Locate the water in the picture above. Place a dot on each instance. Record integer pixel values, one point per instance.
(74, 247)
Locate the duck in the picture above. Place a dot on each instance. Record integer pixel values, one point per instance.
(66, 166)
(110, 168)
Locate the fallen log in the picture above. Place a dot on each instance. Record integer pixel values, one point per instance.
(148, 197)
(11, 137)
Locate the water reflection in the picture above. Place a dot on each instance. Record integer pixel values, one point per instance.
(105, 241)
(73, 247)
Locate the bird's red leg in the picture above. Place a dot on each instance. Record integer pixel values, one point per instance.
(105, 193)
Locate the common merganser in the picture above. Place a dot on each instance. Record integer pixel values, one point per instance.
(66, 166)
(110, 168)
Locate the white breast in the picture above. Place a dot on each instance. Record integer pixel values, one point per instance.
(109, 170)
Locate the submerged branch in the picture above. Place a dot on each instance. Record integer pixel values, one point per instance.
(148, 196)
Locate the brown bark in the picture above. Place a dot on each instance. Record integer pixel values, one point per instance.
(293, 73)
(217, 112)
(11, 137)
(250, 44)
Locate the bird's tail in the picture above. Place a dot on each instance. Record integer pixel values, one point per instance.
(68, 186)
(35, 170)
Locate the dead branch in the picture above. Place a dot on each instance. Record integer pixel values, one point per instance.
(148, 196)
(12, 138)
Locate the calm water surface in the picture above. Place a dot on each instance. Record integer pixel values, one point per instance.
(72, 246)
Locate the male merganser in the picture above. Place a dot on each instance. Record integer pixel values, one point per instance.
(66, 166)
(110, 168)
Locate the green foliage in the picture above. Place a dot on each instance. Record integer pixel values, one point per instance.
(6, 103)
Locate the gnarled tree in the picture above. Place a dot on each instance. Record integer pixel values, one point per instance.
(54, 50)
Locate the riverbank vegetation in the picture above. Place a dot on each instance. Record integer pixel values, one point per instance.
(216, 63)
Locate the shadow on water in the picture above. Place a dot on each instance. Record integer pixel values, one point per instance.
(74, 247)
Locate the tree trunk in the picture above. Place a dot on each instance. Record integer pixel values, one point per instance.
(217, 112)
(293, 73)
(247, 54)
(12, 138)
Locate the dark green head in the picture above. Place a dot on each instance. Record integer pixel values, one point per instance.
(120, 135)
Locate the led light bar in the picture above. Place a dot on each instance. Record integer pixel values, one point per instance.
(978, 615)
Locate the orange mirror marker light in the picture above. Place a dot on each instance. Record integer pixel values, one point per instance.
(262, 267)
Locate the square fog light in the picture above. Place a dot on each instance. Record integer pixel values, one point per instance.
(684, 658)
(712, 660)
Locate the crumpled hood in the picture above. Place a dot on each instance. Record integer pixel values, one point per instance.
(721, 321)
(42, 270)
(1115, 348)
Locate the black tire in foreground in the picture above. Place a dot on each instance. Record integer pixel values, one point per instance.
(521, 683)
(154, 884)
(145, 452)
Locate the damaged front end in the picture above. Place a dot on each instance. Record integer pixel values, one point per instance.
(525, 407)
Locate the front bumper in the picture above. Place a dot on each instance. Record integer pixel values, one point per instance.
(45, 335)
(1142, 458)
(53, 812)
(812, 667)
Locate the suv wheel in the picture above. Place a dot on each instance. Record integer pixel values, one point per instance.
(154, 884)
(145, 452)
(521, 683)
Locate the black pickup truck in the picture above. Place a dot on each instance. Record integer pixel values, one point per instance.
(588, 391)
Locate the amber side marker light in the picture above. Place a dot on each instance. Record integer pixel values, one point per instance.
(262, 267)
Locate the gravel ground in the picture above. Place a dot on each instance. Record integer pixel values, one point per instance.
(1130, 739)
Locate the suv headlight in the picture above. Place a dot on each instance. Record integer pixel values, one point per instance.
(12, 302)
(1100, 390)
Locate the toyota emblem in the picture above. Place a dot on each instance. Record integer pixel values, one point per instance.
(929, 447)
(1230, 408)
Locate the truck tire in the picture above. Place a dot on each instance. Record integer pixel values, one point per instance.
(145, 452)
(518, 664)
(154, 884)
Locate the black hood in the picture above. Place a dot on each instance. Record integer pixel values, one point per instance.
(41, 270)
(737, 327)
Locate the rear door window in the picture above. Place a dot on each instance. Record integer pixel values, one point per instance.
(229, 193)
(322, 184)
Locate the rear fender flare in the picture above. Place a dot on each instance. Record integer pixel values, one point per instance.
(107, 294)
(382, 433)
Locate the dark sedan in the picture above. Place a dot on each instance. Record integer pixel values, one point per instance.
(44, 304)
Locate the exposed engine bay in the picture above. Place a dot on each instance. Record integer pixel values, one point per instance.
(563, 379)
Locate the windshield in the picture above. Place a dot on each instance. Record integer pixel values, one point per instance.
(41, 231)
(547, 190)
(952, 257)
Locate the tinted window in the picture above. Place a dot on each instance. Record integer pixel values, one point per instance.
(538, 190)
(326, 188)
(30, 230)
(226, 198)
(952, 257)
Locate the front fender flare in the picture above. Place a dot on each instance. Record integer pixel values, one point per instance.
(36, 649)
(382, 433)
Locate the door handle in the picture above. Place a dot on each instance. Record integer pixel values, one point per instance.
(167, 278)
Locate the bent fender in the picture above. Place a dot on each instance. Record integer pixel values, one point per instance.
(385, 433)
---
Your task is to transcribe all of the entries word for word.

▸ ANSWER BOX:
Locate the water in the picture above. Place a dot on each instance. Record integer pixel values, one point per instance.
(74, 247)
Locate the duck in the picture above. Place a dot on each instance. Record integer pixel values, one point per instance.
(66, 166)
(110, 168)
Locate the fallen log in the picture above. Place a dot on each instance. Record integer pixel values, one point per instance.
(148, 197)
(11, 137)
Locate the water reflection in the picture above. Place a dot on each instance. Record integer pixel values, one point per instance.
(105, 241)
(73, 247)
Locate the bird's red leg in the picture above. Place a dot on each instance. Record integer pixel values, one point per instance.
(105, 193)
Locate the common merganser in the picture above. Place a dot on each instance. Record integer pixel values, one point per instance.
(66, 166)
(110, 168)
Locate the white breast in the picture above. Place a dot on each instance. Record integer pixel values, one point per instance.
(109, 170)
Locate the submerged branch in the picture above. Place a dot on each instance. Record integer pixel values, one point per instance.
(148, 196)
Locate the brown bark in the picture above. Place a dot on each instance. Record integer pixel values, one point per instance.
(293, 73)
(217, 112)
(11, 137)
(250, 44)
Locate the bird's tail in the picture above. Place a dot on each instance. Record integer pixel values, one point per instance.
(68, 186)
(35, 170)
Locate the dead branch in the picture above. Place a dot on each instance. Record integer pixel values, one point per instance.
(148, 196)
(12, 138)
Locate the calm water surface in the picture above. Place a dot on each instance. Record integer pixel values, one point per instance.
(72, 246)
Locate the male merganser in the picture above. Place a dot on each instance. Record integer pixel values, one point per instance.
(66, 166)
(110, 168)
Locate the green foliage in the picture above. Place a dot on each instance. Record integer pixel values, one point per instance.
(6, 103)
Locate the gnarled tree in the picture above. Place a dot on each instance. Record integer pixel values, one point per instance.
(54, 50)
Locate the riverbank vegetation in the picture above. Place a dot on each instance. Record integer pixel values, one point per instance.
(216, 63)
Locate the shadow on water in the picture above. Place a dot on each instance. Record integer pixel values, one point per instance.
(74, 247)
Locate the tree trunk in the picture above. Place a dot on each instance. Record integer pixel values, one point per instance.
(217, 112)
(293, 73)
(247, 54)
(12, 138)
Locate the dark green head in the picture above. Place a dot on each instance. Record integer pixel values, one point per instance.
(120, 135)
Locate the led light bar in the picture above. Place a dot on each instance. Record integer pixel values, one point per instance.
(978, 615)
Locate the orange mirror marker light in the picture above. Place a dot on each instance. Record integer pixel values, one point per instance.
(262, 267)
Locate the square fog light in the picture above. Place a dot on each instance. Record integer pixel values, one point per instance.
(684, 658)
(712, 660)
Locate the crumpled hood in the picture above. Place a dot on each instance. Record integer pixel values, one point per instance.
(721, 321)
(42, 270)
(1115, 348)
Locate the black tire in foreground in the picture above. Place a dot on each instance. Record integer pixel values, one point per instance.
(521, 683)
(154, 884)
(145, 452)
Locate the damaged front end in the picture above. Place a dot on each instance. Record integer pixel values, one point per instance.
(525, 407)
Locate the front bumper in the picture above. Place a dot on each instance. Record integer pixel values, one point per instance.
(45, 335)
(1142, 458)
(53, 812)
(812, 667)
Locate the suv wheel in the picture above. Place a dot on each instance. Record integer pixel values, one point per instance.
(154, 884)
(145, 452)
(521, 683)
Locate the black pickup truck in the picture above. Place a dot on each instance. Record integer pixel values, one point per instance.
(588, 391)
Locate the amber side marker light in the picture above. Place a dot on each instance. Record integer pixel values, one point per instance.
(262, 267)
Locate the gravel ground in the picture above. Place a dot on each instance. Record integer pixel values, one point per instance.
(1130, 739)
Locate the suv headlight in the picture above. Place a dot on each instance. Record integer pixel values, one point per instance.
(12, 302)
(1100, 390)
Locate the toyota emblem in the picture above. Place a dot on each instance. Record integer pixel values, one point per instance.
(929, 447)
(1230, 408)
Locate the truck tire in the picture above. Place a dot on each instance. Record integer pixel values, one point per instance.
(145, 452)
(518, 664)
(154, 884)
Locate the black hood in the picture above. Place a dot on each instance. Record integer pixel values, one point per instance.
(41, 270)
(737, 327)
Locate the rear door window in the picture above. Place a dot on each instance. Record integer pixel values, one point per instance.
(229, 193)
(322, 184)
Locate the rear fender flare in the picture above. Place a dot on each instance. Record integer pixel values, one point per instance.
(107, 294)
(382, 433)
Locate the dark sedan in the picture above. Place a dot on each instance. Record integer pixel values, one point per instance.
(44, 304)
Locate the exposed engine bay in the picture above. Place a dot on each instance. Record integer pixel values, one point per instance.
(563, 379)
Locate the windshield in the picture above. Place a dot on each instance. Record integer pixel values, one point per instance.
(41, 231)
(547, 190)
(952, 257)
Locate the tinted window in the picture above. Place a dot on each instance. Record integer pixel values, one point per instance.
(538, 190)
(326, 188)
(30, 230)
(226, 198)
(952, 257)
Locate the front fender flare in the picture above. Place a dot on each instance. Record integer pixel values, one point per instance.
(36, 649)
(382, 433)
Locate the door handle in the picture above. Place a dot on each instance. Record integer pixel values, one point per instance.
(167, 278)
Locate the bent fender in the picture above. Place a dot on each instance. Record integer pixel values, one point per instance.
(385, 433)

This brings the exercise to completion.